**WHAT IS ASKED**:
Edit the stretch from the line containing "Report one point per instance of the tree" through the end of the items, replacing "narrow footpath" with "dirt trail" and keeping everything else the same.

[Point-based annotation data]
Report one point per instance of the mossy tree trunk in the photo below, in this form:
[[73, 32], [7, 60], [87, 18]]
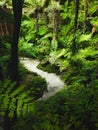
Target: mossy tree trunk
[[55, 24], [74, 45], [36, 23], [14, 75], [85, 14]]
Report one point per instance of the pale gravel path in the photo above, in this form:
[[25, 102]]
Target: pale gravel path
[[53, 81]]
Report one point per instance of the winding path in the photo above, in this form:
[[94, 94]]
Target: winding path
[[53, 81]]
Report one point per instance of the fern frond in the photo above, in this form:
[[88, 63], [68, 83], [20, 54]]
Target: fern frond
[[17, 91]]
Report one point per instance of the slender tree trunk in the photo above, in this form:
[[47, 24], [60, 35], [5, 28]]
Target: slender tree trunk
[[36, 23], [17, 10], [74, 46], [85, 14], [56, 24]]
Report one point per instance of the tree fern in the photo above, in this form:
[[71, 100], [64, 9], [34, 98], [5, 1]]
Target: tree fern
[[17, 100]]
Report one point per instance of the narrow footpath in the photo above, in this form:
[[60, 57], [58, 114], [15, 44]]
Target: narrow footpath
[[54, 83]]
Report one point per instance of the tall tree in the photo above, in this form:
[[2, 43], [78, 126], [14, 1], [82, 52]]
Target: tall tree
[[74, 46], [17, 11]]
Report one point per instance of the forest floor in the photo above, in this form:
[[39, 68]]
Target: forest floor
[[54, 83]]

**RESULT FOR THIS EXERCISE**:
Report one point per instance of the tree fern in the photo above, in this form:
[[71, 100], [64, 9], [34, 98], [5, 1]]
Target: tree fern
[[17, 100]]
Report one point per instance of the dirt trail in the photo above, in this form:
[[60, 57], [58, 114], [15, 44]]
Target: dirt trail
[[54, 83]]
Report one point per instance of the tall tree in the photo above, in this form:
[[2, 43], [78, 126], [14, 1], [82, 52]]
Target: tall tree
[[74, 46], [17, 11]]
Report one point per instance of the forest floor in the photo above, in this form:
[[39, 68]]
Target: forest floor
[[54, 83]]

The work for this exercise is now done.